Писательская порода. Мир клокочет вокруг и в тебе самом, как у Ахмадулиной: «…ну а потом летите вверх и вниз, в кровь разбивая локти и колени – о снег, о воздух, об углы Кваренги, о простыни гостиниц и больниц»… Каждый момент бытия имеет свою ценность, каждое услышанное слово. Я и сама – простой персонаж некоего спектакля. Весь шум, гам и безмолвие этого мира сосредоточены во мне, вся его чушь и его величие. Ты плачешь – и слышишь свой плач, смеешься – и слышишь свой смех. О, это захватывающая драма, и ты со всей дурью и страстью отдаешься этой игре. Только старайся не слишком забываться, чтобы не свалиться в оркестровую яму. А если свалился – тебя подхватят оркестранты. А не подхватят – тоже ничего. Вставай и ковыляй приплясывая!
Я читаю много, но не многое. Да, я не люблю мрачных построений, давно не интересуюсь сюжетами! Писатель Николай Климонтович рассказывал, как однажды он переводил длинный таджикский роман с плохого запутанного подстрочника. Там герой неуклонно добивался любви замужней женщины. Потом Коле надоело, и он закруглил это дело: мол, она ему отдалась. Когда роман вышел, разразился скандал: оказывается, вся фишка была в том, что она ему так и не отдалась. Так вот: отдалась или не отдалась, меня больше не волнует. Я считаю, что все должны отдаться друг другу, и покончим с этим!

> _Исходные данные_:
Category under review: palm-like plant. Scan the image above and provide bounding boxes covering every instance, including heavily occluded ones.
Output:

> _Задания для выполнения_:
[1] Перепишите из выбранного текста без изменений отрывок, начиная со слов «Я читаю много, но» и заканчивая словами «покончим с этим!».
[2] Перечислите все, обо что, согласно приведенной в выбранном тексте цитате из Ахмадулиной, разбивают в кровь локти и колени.

> _Ответы к заданиям_:
[1]
Я читаю много, но не многое. Да, я не люблю мрачных построений, давно не интересуюсь сюжетами! Писатель Николай Климонтович рассказывал, как однажды он переводил длинный таджикский роман с плохого запутанного подстрочника. Там герой неуклонно добивался любви замужней женщины. Потом Коле надоело, и он закруглил это дело: мол, она ему отдалась. Когда роман вышел, разразился скандал: оказывается, вся фишка была в том, что она ему так и не отдалась. Так вот: отдалась или не отдалась, меня больше не волнует. Я считаю, что все должны отдаться друг другу, и покончим с этим!

[2]
- о снег
- о воздух
- об углы Кваренги
- о простыни гостиниц и больниц